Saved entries
#####
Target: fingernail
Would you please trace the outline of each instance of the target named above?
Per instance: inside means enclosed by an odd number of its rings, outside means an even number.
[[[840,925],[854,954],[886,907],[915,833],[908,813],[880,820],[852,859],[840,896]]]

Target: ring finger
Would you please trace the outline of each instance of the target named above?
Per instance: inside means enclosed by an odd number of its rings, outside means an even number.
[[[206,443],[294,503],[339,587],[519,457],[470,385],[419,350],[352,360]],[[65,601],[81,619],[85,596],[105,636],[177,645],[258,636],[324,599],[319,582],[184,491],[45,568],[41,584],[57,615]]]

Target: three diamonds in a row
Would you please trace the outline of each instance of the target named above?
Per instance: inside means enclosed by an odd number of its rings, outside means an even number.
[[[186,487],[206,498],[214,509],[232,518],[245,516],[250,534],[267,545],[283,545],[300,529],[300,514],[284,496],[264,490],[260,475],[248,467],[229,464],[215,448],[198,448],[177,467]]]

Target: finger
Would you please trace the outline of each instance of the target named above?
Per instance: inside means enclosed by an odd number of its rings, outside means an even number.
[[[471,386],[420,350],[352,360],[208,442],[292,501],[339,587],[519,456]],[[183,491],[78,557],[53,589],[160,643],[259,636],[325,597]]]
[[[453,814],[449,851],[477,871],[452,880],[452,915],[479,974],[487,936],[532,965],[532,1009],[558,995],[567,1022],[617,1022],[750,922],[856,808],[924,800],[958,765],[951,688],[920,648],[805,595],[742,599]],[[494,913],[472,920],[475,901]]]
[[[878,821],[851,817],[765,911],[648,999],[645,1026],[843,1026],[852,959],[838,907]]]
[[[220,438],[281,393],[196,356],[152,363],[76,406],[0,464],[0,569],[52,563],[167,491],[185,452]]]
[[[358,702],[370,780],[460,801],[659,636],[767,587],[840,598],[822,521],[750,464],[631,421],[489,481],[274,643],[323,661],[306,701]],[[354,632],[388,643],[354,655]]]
#####
Your task:
Express the lines of the items from the one holding "Target: ring finger" through the end of the items, inclusive, as a Markdown table with the columns "Row" and "Item line," leaving out blank lines.

Written response:
| Row | Item line |
|---|---|
| 1 | Target: ring finger |
| 2 | Would you please trace the outline of each instance of the target named above? |
| 3 | Per instance: inside means enclosed by an odd number of its rings, outside means an even number. |
| 4 | [[[206,443],[294,503],[339,587],[519,457],[470,385],[419,350],[352,360]],[[65,601],[81,619],[85,596],[105,636],[177,645],[258,636],[324,599],[319,582],[184,491],[45,568],[41,584],[57,615]]] |
| 5 | Target: three diamonds in a row |
| 6 | Would you please trace the outline of each instance of the target named above? |
| 7 | Per instance: inside means enclosed by an odd number of its rings, outside means an even number. |
| 8 | [[[186,487],[206,498],[214,509],[232,518],[245,516],[250,534],[267,545],[283,545],[300,529],[300,514],[284,496],[264,490],[260,475],[248,467],[229,464],[215,448],[198,448],[177,467]]] |
| 9 | Target: finger |
| 10 | Would you please trace the outline of each instance of the target named above? |
| 11 | Per instance: inside means enclosed by an odd number of its rings, outside means an even number. |
| 12 | [[[471,386],[420,350],[352,360],[208,442],[292,501],[339,587],[519,456]],[[183,491],[78,557],[53,589],[160,643],[259,636],[325,597]]] |
| 13 | [[[453,814],[449,851],[477,871],[452,880],[452,915],[479,974],[487,936],[532,965],[532,1009],[558,995],[567,1022],[617,1022],[750,922],[856,808],[924,800],[958,765],[951,688],[920,648],[805,595],[742,599]],[[494,913],[472,920],[475,901]]] |
| 14 | [[[878,821],[851,817],[765,911],[648,999],[645,1026],[843,1026],[852,959],[838,907]]] |
| 15 | [[[220,438],[281,393],[196,356],[152,363],[76,406],[0,464],[0,569],[52,563],[167,491],[185,452]]] |
| 16 | [[[358,702],[370,780],[460,801],[659,636],[767,587],[840,598],[822,521],[750,464],[631,421],[489,481],[274,643],[323,661],[306,701]],[[354,632],[388,643],[354,655]]] |